Goal of the exercise
Every entry in the following data should be output exactly.

------ Available data ------

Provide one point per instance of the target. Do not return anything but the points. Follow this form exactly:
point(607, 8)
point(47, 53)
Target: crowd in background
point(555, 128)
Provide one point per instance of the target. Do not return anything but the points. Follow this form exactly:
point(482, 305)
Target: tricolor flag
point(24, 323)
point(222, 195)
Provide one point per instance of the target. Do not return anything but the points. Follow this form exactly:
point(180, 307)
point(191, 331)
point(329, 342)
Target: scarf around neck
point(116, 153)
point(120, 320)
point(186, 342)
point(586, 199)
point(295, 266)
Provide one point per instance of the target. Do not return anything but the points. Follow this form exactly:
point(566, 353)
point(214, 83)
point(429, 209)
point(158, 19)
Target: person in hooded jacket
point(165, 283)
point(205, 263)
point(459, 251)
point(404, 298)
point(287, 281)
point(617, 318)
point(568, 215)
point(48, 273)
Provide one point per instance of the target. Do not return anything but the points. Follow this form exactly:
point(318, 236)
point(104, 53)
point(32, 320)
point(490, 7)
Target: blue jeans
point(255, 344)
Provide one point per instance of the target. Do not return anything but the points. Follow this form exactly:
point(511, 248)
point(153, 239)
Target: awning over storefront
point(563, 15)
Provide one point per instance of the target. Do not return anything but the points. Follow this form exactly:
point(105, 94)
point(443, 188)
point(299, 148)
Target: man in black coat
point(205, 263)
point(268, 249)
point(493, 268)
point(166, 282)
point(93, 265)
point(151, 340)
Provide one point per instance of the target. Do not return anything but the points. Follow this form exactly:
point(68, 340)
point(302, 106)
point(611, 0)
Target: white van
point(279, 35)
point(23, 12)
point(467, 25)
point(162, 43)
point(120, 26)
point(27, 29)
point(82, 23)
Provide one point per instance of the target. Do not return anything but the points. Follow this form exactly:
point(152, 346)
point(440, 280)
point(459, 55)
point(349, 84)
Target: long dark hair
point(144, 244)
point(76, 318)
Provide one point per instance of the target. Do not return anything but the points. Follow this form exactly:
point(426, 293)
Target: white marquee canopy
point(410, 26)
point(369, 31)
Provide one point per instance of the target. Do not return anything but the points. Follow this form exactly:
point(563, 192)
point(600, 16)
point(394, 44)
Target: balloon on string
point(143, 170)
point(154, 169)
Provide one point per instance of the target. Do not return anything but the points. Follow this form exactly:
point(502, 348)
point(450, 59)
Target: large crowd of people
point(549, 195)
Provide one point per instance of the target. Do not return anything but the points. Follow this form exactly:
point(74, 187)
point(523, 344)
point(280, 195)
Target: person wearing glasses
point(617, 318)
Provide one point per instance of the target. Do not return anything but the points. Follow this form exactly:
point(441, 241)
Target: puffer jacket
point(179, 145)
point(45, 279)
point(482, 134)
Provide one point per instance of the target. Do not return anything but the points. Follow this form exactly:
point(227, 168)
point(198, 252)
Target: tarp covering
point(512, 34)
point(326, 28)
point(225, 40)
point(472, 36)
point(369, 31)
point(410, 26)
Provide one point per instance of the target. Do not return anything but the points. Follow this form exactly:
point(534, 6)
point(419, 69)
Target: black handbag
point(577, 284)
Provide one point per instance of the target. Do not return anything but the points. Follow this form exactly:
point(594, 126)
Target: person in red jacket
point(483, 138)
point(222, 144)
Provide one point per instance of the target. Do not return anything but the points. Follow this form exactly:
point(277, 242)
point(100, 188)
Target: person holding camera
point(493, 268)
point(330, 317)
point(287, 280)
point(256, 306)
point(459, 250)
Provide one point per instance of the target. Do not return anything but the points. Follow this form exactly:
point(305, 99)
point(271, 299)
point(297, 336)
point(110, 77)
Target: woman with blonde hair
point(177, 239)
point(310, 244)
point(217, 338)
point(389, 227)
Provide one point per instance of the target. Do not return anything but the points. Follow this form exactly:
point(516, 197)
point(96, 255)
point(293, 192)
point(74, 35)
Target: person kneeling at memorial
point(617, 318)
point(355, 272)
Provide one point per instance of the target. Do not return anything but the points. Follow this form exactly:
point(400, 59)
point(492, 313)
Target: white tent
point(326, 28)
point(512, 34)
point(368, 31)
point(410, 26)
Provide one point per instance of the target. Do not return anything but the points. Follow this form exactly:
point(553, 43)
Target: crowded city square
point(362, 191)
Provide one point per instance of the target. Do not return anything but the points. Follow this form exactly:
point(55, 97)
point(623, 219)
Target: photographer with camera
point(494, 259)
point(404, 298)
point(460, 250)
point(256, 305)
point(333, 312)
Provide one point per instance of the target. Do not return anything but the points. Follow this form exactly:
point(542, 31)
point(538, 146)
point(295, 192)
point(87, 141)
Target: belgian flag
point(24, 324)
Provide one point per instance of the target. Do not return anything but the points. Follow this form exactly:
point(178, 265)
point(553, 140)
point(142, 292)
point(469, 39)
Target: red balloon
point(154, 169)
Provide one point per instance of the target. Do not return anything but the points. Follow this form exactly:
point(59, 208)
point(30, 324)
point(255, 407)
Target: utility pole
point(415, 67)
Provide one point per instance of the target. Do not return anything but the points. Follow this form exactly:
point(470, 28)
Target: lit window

------

Solution to this task
Provide one point per instance of the target. Do not return anything but the points. Follow this form exactly:
point(607, 8)
point(47, 53)
Target: crowd in background
point(555, 128)
Provide one point per instance of the target. Do not return anything but the points. Follow this form exactly:
point(482, 305)
Target: tricolor flag
point(24, 323)
point(222, 195)
Provide one point per instance of the target. Do not return anything but the points. Follow this form exactly:
point(180, 307)
point(191, 331)
point(329, 342)
Target: scarf around neck
point(116, 153)
point(120, 320)
point(186, 342)
point(586, 199)
point(295, 266)
Provide one point per instance of the target. Do not return anything but the points. Follow this form exactly:
point(566, 353)
point(214, 83)
point(429, 209)
point(158, 19)
Target: person in hooded jacket
point(165, 283)
point(205, 263)
point(459, 251)
point(404, 298)
point(287, 281)
point(617, 318)
point(568, 215)
point(48, 273)
Provide one point per instance of the target. Do not return anything but the points. Follow this form exactly:
point(318, 236)
point(104, 53)
point(32, 320)
point(490, 7)
Target: blue jeans
point(255, 344)
Provide one point per instance of the target. Do not return anything but the points. Follow this form exactly:
point(511, 248)
point(153, 239)
Target: awning over storefront
point(563, 15)
Provide one point per instance of the target. Do not return anything but the points. Follow this form exactly:
point(105, 94)
point(443, 188)
point(299, 148)
Target: man in black coat
point(205, 263)
point(268, 249)
point(493, 268)
point(166, 282)
point(93, 265)
point(151, 340)
Provide one point per instance of the target. Do not return anything but the points. Follow this form exactly:
point(68, 340)
point(302, 106)
point(611, 0)
Target: white van
point(279, 35)
point(23, 12)
point(467, 25)
point(162, 43)
point(120, 26)
point(27, 29)
point(82, 23)
Provide one point per instance of the target. Do not return anything but the points. Follow this form exactly:
point(152, 346)
point(440, 280)
point(459, 55)
point(349, 84)
Target: long dark hair
point(144, 244)
point(76, 318)
Provide one point per instance of the target. Do not return anything but the points. Follow this form exactly:
point(426, 293)
Target: white marquee canopy
point(410, 26)
point(369, 31)
Provide one point per instance of the target. Do not return anything but the points. Follow this form exactly:
point(563, 192)
point(600, 16)
point(394, 44)
Target: balloon on string
point(143, 170)
point(154, 169)
Provide one point per instance of the target. Do not return anything but the points. Follow this form exactly:
point(502, 348)
point(450, 59)
Target: large crowd of people
point(549, 195)
Provide one point per instance of the target. Do not return anything but the points. Follow this form exactly:
point(74, 187)
point(523, 344)
point(280, 195)
Target: person wearing glasses
point(617, 318)
Provide one point per instance of the target. Do not return anything but the points. Follow this form exactly:
point(441, 241)
Target: puffer jacket
point(179, 145)
point(45, 279)
point(482, 134)
Provide one point per instance of the target. Do not return anything but the points. Follow this form exactly:
point(227, 168)
point(198, 252)
Target: tarp covering
point(512, 34)
point(326, 28)
point(225, 40)
point(472, 36)
point(369, 31)
point(410, 26)
Provide one point per instance of the target. Do not return anything but the points. Follow this form exactly:
point(534, 6)
point(419, 69)
Target: black handbag
point(577, 284)
Provide one point per instance of the target. Do not return anything but the points. Follow this form exactly:
point(594, 126)
Target: person in red jacket
point(483, 138)
point(222, 144)
Provide one point per instance of the target. Do not return anything but the points. Follow this form exactly:
point(277, 242)
point(100, 188)
Target: person holding camera
point(493, 268)
point(330, 317)
point(287, 280)
point(256, 306)
point(459, 250)
Provide one point per instance of the target. Do not return anything but the points. Follow this form exactly:
point(305, 99)
point(271, 299)
point(297, 336)
point(110, 77)
Target: woman with blonde hair
point(177, 239)
point(310, 244)
point(217, 338)
point(389, 227)
Provide one point per instance of the target. Do not return anything but the points. Follow this form exactly:
point(516, 197)
point(96, 255)
point(293, 192)
point(74, 35)
Target: person kneeling at memorial
point(617, 318)
point(355, 272)
Provide one point per instance of the target. Do not return anything but the points. Follow this form exactly:
point(400, 59)
point(492, 313)
Target: white tent
point(326, 28)
point(512, 34)
point(368, 31)
point(410, 26)
Provide one point per instance of the target. Do not return anything but the points. Follow this form exactly:
point(553, 43)
Target: crowded city square
point(362, 191)
Provide one point per instance of the target. Do not return anything but the points. Follow this form exactly:
point(55, 97)
point(623, 219)
Target: photographer with camera
point(494, 259)
point(404, 298)
point(460, 250)
point(256, 305)
point(333, 312)
Provide one point per instance of the target. Do not return anything but the points. Follow this form exactly:
point(542, 31)
point(538, 146)
point(295, 192)
point(87, 141)
Target: belgian flag
point(24, 324)
Provide one point per instance of the target. Do not return anything but the points. Follow this form exactly:
point(178, 265)
point(553, 140)
point(142, 292)
point(469, 39)
Target: red balloon
point(154, 169)
Provide one point per instance of the target. Do not return anything but the points. Follow this form exactly:
point(59, 208)
point(30, 324)
point(255, 407)
Target: utility pole
point(415, 67)
Provide one point per instance of the target. Do not return anything but the points. Follow this form exactly:
point(470, 28)
Target: lit window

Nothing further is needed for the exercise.